::: Text extract :::

Pustolovina: adventure in Serbian

Monday, December 18, 2006

A Superstitious Mind

I don’t think of myself as a superstitious person, but I recently realized that I follow superstitions, lots of superstitions. A sampling of my superstitious habits—with my best effort at tracking their source—follows:

I don’t ever put a bag or purse on the floor. If I did so, all of my money would go away. (This is from Serbia.)

For good luck, I try to make ‘rabbit, rabbit’ the first words I say every month. (This is from J, making it an Iowan tradition?)

I generally don’t sit on the corner of a table, as it would be that I never marry (in Serbia) or that I will be infertile (in Romania). Except, with certain friends I fight over the corner seat because none of us are too eager for spouses or babies.

And all of the alcohol-related ones:

I always look into someone’s eyes when I am clinking glasses with them (what is the word for ‘clinking glasses?’ Toasting is the best I can come up with, but it seems like a speech should be involved. Some English speakers I hang out with have coined the term ‘živeliing’ as živeli is what you say in this part of the world when you clink glasses.) My friend M told me that failing to make eye contact will result in 7 years of bad sex. I have no idea where he picked that up, possibly The Netherlands.

:::

**Challenge A**
Copy out the blog post about superstitions word for word, from start to finish.
The rows that follow have nothing to do with the blog post about superstitions.

::: Provided records :::

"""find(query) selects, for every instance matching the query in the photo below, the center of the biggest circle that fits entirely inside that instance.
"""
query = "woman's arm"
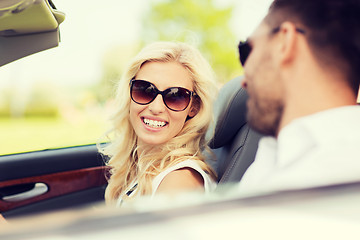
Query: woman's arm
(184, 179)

:::
::: Provided records :::

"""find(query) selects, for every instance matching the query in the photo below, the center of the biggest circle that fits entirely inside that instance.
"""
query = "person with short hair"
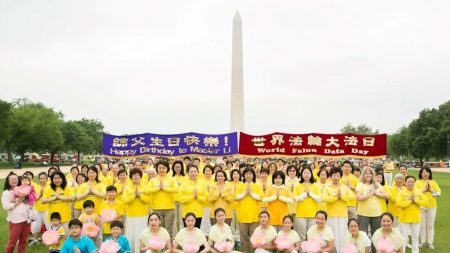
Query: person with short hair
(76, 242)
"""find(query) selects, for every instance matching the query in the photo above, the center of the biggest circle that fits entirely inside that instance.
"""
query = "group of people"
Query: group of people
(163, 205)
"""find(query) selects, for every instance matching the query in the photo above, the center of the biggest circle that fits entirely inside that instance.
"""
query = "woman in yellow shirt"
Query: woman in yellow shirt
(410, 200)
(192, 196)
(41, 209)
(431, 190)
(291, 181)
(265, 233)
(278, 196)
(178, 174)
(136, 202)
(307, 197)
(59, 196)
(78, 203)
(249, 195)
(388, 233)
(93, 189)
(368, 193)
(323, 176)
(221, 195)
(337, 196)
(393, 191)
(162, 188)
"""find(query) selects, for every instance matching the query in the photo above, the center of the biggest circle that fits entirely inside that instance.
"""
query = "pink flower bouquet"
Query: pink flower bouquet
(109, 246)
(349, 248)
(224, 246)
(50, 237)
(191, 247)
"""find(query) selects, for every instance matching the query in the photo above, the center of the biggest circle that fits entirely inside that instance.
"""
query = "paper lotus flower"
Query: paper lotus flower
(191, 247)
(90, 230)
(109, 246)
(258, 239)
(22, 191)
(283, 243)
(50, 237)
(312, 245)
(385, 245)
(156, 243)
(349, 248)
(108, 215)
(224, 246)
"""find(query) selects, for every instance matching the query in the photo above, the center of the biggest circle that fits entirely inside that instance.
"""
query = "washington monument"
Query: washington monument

:::
::: Provided records :::

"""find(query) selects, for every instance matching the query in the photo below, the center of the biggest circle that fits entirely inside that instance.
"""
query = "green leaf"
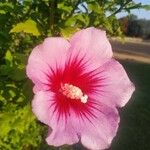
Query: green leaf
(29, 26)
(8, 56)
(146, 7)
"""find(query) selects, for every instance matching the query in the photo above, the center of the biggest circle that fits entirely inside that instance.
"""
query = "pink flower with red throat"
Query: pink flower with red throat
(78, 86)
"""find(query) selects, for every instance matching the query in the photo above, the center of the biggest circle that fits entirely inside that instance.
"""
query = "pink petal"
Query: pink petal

:::

**Challenge B**
Collect each line in the rows that contains the string "shirt". Case counts.

**Exercise answer A**
Pustolovina: adventure in Serbian

Monday, December 18, 2006

A Superstitious Mind

I don’t think of myself as a superstitious person, but I recently realized that I follow superstitions, lots of superstitions. A sampling of my superstitious habits—with my best effort at tracking their source—follows:

I don’t ever put a bag or purse on the floor. If I did so, all of my money would go away. (This is from Serbia.)

For good luck, I try to make ‘rabbit, rabbit’ the first words I say every month. (This is from J, making it an Iowan tradition?)

I generally don’t sit on the corner of a table, as it would be that I never marry (in Serbia) or that I will be infertile (in Romania). Except, with certain friends I fight over the corner seat because none of us are too eager for spouses or babies.

And all of the alcohol-related ones:

I always look into someone’s eyes when I am clinking glasses with them (what is the word for ‘clinking glasses?’ Toasting is the best I can come up with, but it seems like a speech should be involved. Some English speakers I hang out with have coined the term ‘živeliing’ as živeli is what you say in this part of the world when you clink glasses.) My friend M told me that failing to make eye contact will result in 7 years of bad sex. I have no idea where he picked that up, possibly The Netherlands.

**Exercise answer B**
query = "woman in yellow shirt"
Query: woman in yellow shirt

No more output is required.